START TASK INPUT

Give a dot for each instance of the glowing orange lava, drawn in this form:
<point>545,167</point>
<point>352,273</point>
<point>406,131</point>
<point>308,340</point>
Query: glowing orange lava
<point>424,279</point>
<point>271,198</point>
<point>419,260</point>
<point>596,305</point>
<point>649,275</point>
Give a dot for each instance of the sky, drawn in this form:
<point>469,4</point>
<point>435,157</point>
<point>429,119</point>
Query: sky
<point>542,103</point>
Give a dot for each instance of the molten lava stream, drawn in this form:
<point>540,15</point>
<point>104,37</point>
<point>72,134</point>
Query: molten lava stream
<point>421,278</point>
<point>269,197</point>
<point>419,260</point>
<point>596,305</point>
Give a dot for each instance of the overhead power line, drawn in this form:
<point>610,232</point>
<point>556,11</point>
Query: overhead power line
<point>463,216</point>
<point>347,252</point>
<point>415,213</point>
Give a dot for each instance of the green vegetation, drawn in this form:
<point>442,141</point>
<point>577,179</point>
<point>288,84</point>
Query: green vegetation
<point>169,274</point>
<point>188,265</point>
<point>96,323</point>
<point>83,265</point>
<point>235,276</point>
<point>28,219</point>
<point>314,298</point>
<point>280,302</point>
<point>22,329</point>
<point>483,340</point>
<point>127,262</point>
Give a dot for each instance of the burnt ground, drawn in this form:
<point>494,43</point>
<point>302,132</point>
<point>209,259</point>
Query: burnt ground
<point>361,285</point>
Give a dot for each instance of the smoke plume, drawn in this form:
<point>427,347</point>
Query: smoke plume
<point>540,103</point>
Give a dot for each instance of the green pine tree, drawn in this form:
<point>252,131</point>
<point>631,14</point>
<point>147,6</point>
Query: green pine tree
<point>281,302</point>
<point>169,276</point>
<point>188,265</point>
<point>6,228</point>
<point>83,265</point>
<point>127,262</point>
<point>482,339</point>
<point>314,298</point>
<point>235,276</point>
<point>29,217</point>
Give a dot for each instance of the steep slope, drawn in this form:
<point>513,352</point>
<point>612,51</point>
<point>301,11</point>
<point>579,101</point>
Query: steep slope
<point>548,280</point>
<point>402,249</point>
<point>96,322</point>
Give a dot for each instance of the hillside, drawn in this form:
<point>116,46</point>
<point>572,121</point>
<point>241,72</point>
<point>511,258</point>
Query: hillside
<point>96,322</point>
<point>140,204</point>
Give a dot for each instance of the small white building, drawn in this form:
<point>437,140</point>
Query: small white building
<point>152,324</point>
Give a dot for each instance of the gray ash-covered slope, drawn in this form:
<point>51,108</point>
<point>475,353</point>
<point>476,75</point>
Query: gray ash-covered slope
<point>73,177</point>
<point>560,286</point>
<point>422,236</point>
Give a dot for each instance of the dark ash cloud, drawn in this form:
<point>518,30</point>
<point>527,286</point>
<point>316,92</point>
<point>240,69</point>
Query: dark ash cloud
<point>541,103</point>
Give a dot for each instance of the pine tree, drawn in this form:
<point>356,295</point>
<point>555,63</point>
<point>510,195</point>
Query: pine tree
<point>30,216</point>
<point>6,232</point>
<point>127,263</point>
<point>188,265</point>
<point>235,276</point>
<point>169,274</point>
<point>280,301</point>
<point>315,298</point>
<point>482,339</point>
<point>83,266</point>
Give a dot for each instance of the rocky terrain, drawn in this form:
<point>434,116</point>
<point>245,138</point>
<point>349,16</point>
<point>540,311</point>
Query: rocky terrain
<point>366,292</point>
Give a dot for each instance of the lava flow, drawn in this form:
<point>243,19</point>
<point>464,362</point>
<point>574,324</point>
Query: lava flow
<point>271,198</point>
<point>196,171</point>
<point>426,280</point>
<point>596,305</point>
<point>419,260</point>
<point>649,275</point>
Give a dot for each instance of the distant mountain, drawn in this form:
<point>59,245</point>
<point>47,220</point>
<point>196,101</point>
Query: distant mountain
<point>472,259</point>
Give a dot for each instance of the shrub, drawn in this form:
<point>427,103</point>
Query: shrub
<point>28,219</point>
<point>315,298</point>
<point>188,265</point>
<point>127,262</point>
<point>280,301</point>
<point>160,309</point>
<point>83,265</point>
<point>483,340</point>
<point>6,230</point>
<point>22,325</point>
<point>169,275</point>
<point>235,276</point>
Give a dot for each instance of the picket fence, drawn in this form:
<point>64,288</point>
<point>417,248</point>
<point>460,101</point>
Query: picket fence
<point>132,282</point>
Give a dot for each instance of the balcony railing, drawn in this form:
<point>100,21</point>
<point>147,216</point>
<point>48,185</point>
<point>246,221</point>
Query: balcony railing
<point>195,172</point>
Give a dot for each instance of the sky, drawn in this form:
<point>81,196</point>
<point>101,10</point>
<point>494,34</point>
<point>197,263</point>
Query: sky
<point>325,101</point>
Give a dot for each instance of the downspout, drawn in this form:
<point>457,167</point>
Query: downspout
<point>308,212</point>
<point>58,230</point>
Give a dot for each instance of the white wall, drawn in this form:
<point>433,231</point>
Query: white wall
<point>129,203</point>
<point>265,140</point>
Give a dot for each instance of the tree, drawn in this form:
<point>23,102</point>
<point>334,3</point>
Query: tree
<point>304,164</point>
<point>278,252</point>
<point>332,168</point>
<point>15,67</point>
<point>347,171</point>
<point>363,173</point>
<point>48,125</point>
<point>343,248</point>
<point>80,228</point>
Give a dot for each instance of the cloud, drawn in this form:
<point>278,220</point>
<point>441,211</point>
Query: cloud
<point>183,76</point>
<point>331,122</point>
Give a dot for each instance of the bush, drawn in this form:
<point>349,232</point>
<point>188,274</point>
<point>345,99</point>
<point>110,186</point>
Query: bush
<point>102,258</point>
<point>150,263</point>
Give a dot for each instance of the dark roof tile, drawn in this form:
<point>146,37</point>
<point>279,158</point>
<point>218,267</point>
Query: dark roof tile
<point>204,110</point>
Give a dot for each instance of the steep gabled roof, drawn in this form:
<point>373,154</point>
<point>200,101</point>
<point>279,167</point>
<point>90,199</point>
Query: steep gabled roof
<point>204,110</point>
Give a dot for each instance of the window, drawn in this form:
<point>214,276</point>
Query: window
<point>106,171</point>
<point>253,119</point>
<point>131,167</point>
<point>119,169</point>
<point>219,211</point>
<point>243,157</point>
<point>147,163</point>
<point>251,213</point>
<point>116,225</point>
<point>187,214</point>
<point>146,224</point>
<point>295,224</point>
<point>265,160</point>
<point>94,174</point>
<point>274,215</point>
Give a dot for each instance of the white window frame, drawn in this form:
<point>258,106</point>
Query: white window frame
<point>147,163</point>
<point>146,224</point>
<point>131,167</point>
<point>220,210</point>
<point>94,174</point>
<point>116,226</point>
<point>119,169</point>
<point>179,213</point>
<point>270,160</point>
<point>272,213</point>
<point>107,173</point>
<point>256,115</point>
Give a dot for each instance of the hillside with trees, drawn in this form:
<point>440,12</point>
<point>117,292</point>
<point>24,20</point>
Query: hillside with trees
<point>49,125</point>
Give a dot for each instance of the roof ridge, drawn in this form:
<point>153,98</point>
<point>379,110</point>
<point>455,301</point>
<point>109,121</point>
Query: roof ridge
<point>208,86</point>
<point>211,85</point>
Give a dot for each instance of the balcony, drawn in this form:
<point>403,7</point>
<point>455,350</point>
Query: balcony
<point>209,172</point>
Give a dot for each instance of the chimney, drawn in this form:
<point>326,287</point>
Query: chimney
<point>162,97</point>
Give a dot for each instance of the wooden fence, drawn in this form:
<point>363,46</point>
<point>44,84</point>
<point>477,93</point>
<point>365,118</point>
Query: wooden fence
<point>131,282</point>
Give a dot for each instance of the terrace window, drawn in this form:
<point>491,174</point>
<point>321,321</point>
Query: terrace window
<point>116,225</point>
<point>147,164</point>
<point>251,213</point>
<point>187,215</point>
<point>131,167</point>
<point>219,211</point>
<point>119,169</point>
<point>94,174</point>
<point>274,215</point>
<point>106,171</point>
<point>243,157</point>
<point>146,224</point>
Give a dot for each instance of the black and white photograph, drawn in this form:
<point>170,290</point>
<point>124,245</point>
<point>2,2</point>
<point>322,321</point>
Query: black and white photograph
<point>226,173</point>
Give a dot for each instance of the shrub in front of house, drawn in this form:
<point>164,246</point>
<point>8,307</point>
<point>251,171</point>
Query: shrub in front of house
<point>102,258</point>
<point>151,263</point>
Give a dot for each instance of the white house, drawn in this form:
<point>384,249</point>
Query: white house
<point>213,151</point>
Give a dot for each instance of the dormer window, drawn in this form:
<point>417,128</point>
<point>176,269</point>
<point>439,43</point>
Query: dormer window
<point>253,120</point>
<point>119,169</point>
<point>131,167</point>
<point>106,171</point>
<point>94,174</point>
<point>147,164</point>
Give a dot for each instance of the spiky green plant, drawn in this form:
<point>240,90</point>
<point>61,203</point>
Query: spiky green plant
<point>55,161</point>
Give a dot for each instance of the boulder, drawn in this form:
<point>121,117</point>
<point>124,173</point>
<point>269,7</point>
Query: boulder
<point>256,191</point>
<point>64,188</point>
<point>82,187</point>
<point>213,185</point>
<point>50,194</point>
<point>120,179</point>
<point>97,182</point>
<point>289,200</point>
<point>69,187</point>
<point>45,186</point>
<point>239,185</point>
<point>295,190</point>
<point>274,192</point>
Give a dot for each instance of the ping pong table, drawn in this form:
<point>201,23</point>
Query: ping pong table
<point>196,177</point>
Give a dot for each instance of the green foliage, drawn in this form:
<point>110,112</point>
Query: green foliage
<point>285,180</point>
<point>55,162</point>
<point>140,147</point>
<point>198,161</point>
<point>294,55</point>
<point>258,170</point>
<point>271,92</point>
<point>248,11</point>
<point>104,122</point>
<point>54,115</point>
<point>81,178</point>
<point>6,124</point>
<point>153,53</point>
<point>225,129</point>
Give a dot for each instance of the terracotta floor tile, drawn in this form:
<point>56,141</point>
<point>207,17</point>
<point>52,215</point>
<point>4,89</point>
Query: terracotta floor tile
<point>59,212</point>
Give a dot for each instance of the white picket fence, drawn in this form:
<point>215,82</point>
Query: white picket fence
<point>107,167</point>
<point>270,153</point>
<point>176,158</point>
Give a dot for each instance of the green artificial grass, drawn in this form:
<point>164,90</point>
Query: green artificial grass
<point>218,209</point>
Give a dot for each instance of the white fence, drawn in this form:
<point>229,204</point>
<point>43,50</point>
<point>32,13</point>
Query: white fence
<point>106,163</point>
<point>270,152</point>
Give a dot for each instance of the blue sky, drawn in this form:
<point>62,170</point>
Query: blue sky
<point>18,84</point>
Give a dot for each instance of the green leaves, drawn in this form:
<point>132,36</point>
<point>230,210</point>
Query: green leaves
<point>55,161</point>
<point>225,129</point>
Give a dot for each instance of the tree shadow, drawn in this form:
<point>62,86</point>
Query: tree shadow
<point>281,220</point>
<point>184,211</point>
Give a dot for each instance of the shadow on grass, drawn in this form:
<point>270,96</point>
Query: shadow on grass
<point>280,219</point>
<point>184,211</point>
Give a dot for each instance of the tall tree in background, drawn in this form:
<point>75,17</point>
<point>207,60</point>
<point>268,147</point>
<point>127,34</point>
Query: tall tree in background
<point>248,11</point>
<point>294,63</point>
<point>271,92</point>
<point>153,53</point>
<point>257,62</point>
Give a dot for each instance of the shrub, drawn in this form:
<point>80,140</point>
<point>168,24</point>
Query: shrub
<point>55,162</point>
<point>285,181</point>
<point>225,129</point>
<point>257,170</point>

END TASK INPUT

From the top of the material above, print every line exactly, ending with the line that holds "<point>288,84</point>".

* _OUTPUT BELOW_
Give a dot for each instance of the glowing orange lava, drawn in this form:
<point>545,167</point>
<point>352,273</point>
<point>406,131</point>
<point>308,340</point>
Query: glowing orange lava
<point>424,279</point>
<point>271,198</point>
<point>419,260</point>
<point>596,305</point>
<point>649,275</point>
Give a dot for each instance of the sky, drawn in this form:
<point>469,4</point>
<point>435,157</point>
<point>429,119</point>
Query: sky
<point>542,103</point>
Give a dot for each instance of the molten lava stream, drawn in this form:
<point>540,15</point>
<point>104,37</point>
<point>72,134</point>
Query: molten lava stream
<point>421,278</point>
<point>269,197</point>
<point>419,260</point>
<point>596,305</point>
Give a dot for each instance of the overhead power line, drawn in this form:
<point>610,232</point>
<point>556,11</point>
Query: overhead power line
<point>463,216</point>
<point>347,252</point>
<point>415,213</point>
Give a dot for each instance of the green vegetation, drawn in this form:
<point>442,141</point>
<point>577,179</point>
<point>288,84</point>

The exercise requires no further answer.